> [Given request]
Could you copy out all of the data below, character for character, keeping every line in its original order?

> [The input]

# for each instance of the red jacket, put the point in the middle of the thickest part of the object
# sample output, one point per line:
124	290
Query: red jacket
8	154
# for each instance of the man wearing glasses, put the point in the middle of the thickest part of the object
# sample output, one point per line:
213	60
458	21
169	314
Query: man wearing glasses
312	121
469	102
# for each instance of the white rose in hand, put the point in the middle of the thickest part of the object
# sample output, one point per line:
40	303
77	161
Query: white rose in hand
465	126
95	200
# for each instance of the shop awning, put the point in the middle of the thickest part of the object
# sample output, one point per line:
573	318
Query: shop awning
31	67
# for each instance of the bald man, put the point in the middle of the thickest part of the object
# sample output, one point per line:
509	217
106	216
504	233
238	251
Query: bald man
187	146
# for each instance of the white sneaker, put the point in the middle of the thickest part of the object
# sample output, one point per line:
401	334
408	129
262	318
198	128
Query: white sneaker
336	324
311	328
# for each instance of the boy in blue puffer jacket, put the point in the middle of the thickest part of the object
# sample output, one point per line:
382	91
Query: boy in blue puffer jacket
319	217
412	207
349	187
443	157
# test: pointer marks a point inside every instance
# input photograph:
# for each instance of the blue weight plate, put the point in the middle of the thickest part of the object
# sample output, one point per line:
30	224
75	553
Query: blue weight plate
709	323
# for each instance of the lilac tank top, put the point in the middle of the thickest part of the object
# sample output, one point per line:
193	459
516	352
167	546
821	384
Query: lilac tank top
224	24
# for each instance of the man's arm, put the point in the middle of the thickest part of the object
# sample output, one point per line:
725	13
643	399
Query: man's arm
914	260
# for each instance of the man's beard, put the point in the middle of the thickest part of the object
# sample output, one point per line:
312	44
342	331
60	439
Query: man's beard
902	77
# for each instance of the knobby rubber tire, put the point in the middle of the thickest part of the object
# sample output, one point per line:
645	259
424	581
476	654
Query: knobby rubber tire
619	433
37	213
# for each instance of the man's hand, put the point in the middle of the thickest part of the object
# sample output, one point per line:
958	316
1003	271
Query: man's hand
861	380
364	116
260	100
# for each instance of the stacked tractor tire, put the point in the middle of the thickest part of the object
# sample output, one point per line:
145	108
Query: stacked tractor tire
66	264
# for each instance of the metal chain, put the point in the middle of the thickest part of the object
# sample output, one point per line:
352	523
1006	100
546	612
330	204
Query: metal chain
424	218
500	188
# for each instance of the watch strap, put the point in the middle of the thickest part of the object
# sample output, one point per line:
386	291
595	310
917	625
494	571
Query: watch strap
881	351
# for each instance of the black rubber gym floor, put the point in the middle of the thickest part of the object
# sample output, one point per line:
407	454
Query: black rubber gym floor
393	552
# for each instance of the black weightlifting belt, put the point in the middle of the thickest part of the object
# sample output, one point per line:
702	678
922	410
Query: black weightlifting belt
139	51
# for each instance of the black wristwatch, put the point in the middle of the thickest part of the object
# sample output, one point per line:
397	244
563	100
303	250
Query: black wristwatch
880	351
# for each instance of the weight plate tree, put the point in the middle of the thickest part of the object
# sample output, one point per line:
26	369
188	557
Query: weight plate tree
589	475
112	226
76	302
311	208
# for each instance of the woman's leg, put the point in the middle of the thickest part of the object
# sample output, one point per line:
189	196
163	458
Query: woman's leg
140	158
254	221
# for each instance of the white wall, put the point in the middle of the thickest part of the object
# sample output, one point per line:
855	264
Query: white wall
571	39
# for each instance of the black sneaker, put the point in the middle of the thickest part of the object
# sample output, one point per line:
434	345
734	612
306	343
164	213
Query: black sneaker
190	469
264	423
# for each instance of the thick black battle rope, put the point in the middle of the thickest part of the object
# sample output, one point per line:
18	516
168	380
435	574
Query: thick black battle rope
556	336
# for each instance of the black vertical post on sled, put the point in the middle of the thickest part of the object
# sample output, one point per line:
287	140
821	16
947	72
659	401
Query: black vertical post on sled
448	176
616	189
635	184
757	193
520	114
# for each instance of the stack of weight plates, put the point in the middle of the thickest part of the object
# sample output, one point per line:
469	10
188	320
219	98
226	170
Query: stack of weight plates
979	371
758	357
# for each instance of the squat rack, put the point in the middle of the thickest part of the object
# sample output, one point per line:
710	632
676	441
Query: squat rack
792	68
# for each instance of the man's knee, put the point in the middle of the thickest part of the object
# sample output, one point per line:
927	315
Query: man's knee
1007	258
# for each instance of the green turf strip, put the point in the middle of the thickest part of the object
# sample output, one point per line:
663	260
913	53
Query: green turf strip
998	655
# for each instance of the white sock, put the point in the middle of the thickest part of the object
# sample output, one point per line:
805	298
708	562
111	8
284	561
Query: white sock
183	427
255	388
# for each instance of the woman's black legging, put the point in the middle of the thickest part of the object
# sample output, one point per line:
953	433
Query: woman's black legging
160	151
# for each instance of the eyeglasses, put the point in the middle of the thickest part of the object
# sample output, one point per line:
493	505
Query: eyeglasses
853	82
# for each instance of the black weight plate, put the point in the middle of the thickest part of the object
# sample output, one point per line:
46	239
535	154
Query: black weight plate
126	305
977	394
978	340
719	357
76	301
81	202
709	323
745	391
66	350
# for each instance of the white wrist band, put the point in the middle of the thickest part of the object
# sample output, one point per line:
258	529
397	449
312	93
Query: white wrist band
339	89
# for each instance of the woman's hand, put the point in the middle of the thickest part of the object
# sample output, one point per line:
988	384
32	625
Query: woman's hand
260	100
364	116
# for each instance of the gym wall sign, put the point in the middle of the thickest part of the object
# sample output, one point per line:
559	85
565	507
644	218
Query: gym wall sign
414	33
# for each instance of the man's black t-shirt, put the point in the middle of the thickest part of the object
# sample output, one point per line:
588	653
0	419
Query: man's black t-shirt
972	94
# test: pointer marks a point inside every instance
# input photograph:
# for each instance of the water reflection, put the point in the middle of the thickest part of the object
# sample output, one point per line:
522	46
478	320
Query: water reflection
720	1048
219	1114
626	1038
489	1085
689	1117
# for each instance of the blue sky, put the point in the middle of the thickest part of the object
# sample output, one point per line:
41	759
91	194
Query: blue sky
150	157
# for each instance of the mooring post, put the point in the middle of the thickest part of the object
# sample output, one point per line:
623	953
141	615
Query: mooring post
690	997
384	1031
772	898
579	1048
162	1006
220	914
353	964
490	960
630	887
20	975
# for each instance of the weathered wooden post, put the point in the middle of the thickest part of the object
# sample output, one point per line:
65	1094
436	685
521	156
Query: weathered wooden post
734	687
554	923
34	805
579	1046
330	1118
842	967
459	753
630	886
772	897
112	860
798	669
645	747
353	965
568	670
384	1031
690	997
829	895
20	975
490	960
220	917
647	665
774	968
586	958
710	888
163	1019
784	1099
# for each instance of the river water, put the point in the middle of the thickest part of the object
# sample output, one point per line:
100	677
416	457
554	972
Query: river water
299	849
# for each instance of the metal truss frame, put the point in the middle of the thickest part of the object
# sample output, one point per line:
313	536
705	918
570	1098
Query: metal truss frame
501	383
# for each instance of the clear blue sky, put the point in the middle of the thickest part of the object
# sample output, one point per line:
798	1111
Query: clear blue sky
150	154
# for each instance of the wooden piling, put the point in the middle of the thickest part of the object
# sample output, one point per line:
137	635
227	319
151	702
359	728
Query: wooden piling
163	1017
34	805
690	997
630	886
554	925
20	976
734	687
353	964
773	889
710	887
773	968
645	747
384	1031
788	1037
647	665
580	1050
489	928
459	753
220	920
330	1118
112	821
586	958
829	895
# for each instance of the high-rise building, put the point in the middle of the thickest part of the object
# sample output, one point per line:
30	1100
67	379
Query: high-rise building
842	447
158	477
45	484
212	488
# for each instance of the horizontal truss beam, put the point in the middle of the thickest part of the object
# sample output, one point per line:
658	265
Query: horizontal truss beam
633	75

> [Solution to this problem]
# for each instance of the red jacket, put the point in the middle of the thickest part of the object
# sample output, one point per line:
124	290
Query: red jacket
8	154
# for each instance of the man wearing glasses, put the point in the middle of the thickest part of the object
# sample output, one point per line:
213	60
458	21
169	314
Query: man wearing glasses
312	121
469	102
# for each instance of the white rose in hand, put the point in the middle of the thickest part of the object
# sample output, one point per line:
40	303
77	161
Query: white rose in hand
465	126
95	200
# for each instance of the shop awning, put the point in the middle of the thickest part of the object
# sample output, one point per line:
573	318
Query: shop awning
31	67
# for each instance of the bald man, put the point in the middle of the thickest part of the object
# sample output, one point per line:
509	217
106	216
504	233
238	251
Query: bald man
187	146
# for each instance of the white sneaker, put the point in the middle of the thickest part of the object
# sample output, one point per line:
401	334
408	129
262	318
198	128
Query: white sneaker
336	324
311	328
# for each instance of the boy in blue puffer jacket, put the point in the middle of the thickest part of the object
# sample output, one point per line:
382	91
Query: boy in blue puffer jacket
319	217
412	207
349	187
443	157
# test: pointer marks a point inside every instance
# input photograph:
# for each instance of the blue weight plate, put the point in the middle of the thickest part of the object
# sample output, one point per line:
30	224
75	553
Query: blue weight plate
709	323
# for each instance of the lilac tank top, put the point in the middle of the thickest part of the object
# sample output, one point per line:
193	459
516	352
167	546
821	384
Query: lilac tank top
224	24
# for each instance of the man's arm, put the point in the middle of the thickest part of the object
# sample output, one point per line:
725	13
643	399
Query: man's arm
914	260
# for each instance of the man's beard, put the point in the middle of the thickest part of the object
# sample output, one point per line:
312	44
342	331
60	439
Query: man's beard
902	77
# for each instance of the knobby rubber tire, put the point in the middle of the thickest part of the object
# sample output, one point per line:
645	259
424	581
476	654
Query: knobby rubber tire
619	433
37	213
# for each instance of the man's hand, put the point in the middle of the thickest part of the object
# sample output, one point per line:
958	316
1003	271
Query: man's hand
861	380
364	116
260	100
# for each instance of the stacked tractor tire, put the point in the middle of the thickest part of the object
# sample output, one point per line:
145	108
Query: stacked tractor tire
66	264
# for each instance of the metal chain, put the point in the middle of the thickest part of the object
# sample output, one point per line:
352	523
1006	100
546	612
330	204
Query: metal chain
424	218
500	188
# for each instance of the watch strap, put the point in the middle of the thickest part of the object
# sample output, one point per line:
386	291
595	310
917	625
494	571
Query: watch strap
881	351
# for each instance of the black rubber gym floor, put the point in the middle of the thickest part of the object
# sample output, one point per line:
407	454
Query: black rubber gym floor
393	552
# for each instance of the black weightlifting belt, put the point in the middle of the thickest part of the object
# sample output, one point per line:
702	678
922	410
Query: black weightlifting belt
139	51
# for each instance of the black wristwatch, put the point in the middle of the thickest part of the object
# sample output, one point per line:
397	244
563	100
303	250
Query: black wristwatch
880	351
# for each instance of the weight plate tree, put the point in the middle of the thickest part of the object
# sample output, one point per line:
26	369
188	557
Query: weight plate tree
589	475
112	226
76	302
311	208
# for each instance of the woman's leg, put the point in the middle of the thickest part of the object
# sample output, one point per line:
189	196
163	458
Query: woman's leg
140	158
254	221
# for each instance of the white wall, put the point in the middle of the thickest part of the object
# sample output, one point per line:
855	264
Query: white wall
571	39
# for each instance of the black sneaker, put the point in the middle of the thickest part of the object
# sample output, one point per line:
434	345
734	612
306	343
164	213
Query: black sneaker
190	469
264	423
# for each instance of the thick black battle rope, put the point in the middle of the thickest part of the object
# sample output, one point per line:
18	516
168	380
435	574
Query: thick black battle rope
556	336
# for each instance of the black vertical post on sled, put the point in the middle of the thickest part of the object
# sample output, one point per line:
287	140
821	16
947	72
659	401
Query: black vertical post on sled
448	176
616	189
635	184
757	193
520	114
# for each instance of the stack of weight plates, put the point in the middle of the thickest part of the object
# sample output, one point per line:
469	10
188	320
219	98
226	170
Query: stack of weight plates
979	371
758	357
# for each instance of the squat rack, put the point in the middle of the thickest part of the object
# sample output, one point per line:
710	632
676	441
Query: squat rack
792	68
# for each instance of the man's knee, put the point in the middle of the thickest part of the object
# sample output, one point per line:
927	315
Query: man's knee
1007	258
# for each instance of the green turf strip, put the point in the middle of the thickest part of the object
# sample output, one point per line:
663	260
913	53
Query: green turf strip
998	655
# for each instance of the white sock, put the point in the middle of the thickest part of the object
# sample output, one point per line:
805	298
708	562
111	8
284	561
Query: white sock
183	427
255	388
# for each instance of the woman's black legging, put the point in the middle of the thickest part of the object
# sample output, one point per line:
953	433
Query: woman's black legging
160	151
# for each instance of the eyeglasses, put the point in the middle of the thickest part of the object
# sample output, one point per line:
493	505
Query: eyeglasses
853	82
# for each instance of the black weight plate, put the point in the middle of the thickest part of the object
# sample output, one point per line:
46	239
535	154
Query: black weight plate
126	305
977	394
978	340
719	357
76	301
81	202
709	323
745	391
66	350
# for each instance of the white wrist band, put the point in the middle of the thickest part of the object
# sample output, one point per line:
258	529
397	449
312	93
Query: white wrist band
339	89
# for each instance of the woman's hand, put the point in the middle of the thickest part of the object
# sample output, one point per line:
988	384
32	625
Query: woman's hand
260	100
364	116
# for each instance of the gym wall sign, put the point in the middle of the thickest part of the object
# sample output, one point per line:
559	85
565	507
644	218
Query: gym wall sign
414	33
# for each instance of the man's black t-shirt, put the point in the middle of the thickest part of the object
# sample output, one point per line:
588	653
0	419
Query: man's black t-shirt
972	94
# test: pointer marks a point inside every instance
# input photograph:
# for each instance of the water reflection, put the point in the middle of the thickest part of the object
# sample output, one point per line:
522	46
478	320
Query: water reflection
720	1048
219	1114
626	1038
489	1085
689	1117
# for each instance of the blue sky, put the point in the middle of the thickest part of the object
# sample output, one point per line:
41	759
91	194
Query: blue sky
150	157
# for each instance of the mooring post, put the point in the middle of the thickest part of the object
# sample output, one point per line:
623	953
141	615
Query: mooring post
690	997
384	1031
772	898
579	1048
162	1006
220	914
353	964
490	960
630	887
20	975
# for each instance of the weathered wooden post, put the point in the middle of the thickest part of the object
# sample output, one point per line:
65	1094
436	685
521	156
Query: weathered wooden post
734	687
554	923
34	805
579	1046
330	1118
842	967
459	753
630	886
772	897
112	860
798	669
645	747
353	965
568	670
384	1031
690	997
829	895
20	975
490	960
220	917
647	665
774	968
586	958
710	888
163	1019
784	1099
# for each instance of the river water, put the point in the middle of the thickest part of the object
# sample output, one point per line:
100	677
416	457
554	972
Query: river water
299	849
# for each instance of the metal truss frame, put the point in the middle of the thickest part of the object
# sample output, one point per line:
313	536
705	918
570	1098
Query: metal truss frame
501	383
# for each instance of the clear blue sky, put the point in the middle of the thickest part of the object
# sample output, one point per line:
798	1111
Query: clear blue sky
150	154
# for each instance of the wooden piling, put the point in the middle of the thickest part of the object
# sample output, one point per line:
137	635
227	319
151	702
359	728
Query: wooden piling
163	1017
34	805
690	997
630	886
554	925
20	976
734	687
353	964
773	889
710	887
773	968
645	747
384	1031
788	1037
647	665
580	1050
489	928
459	753
220	920
330	1118
112	821
586	958
829	895
# for each instance of the high-rise building, put the point in the middle of the thickest part of the object
# sample output, one point per line:
30	1100
67	379
Query: high-rise building
842	447
158	477
45	484
212	488
# for each instance of the horizontal truss beam, put the point in the middle of the thickest part of the object
# sample output, one point per line:
658	265
Query: horizontal truss beam
633	75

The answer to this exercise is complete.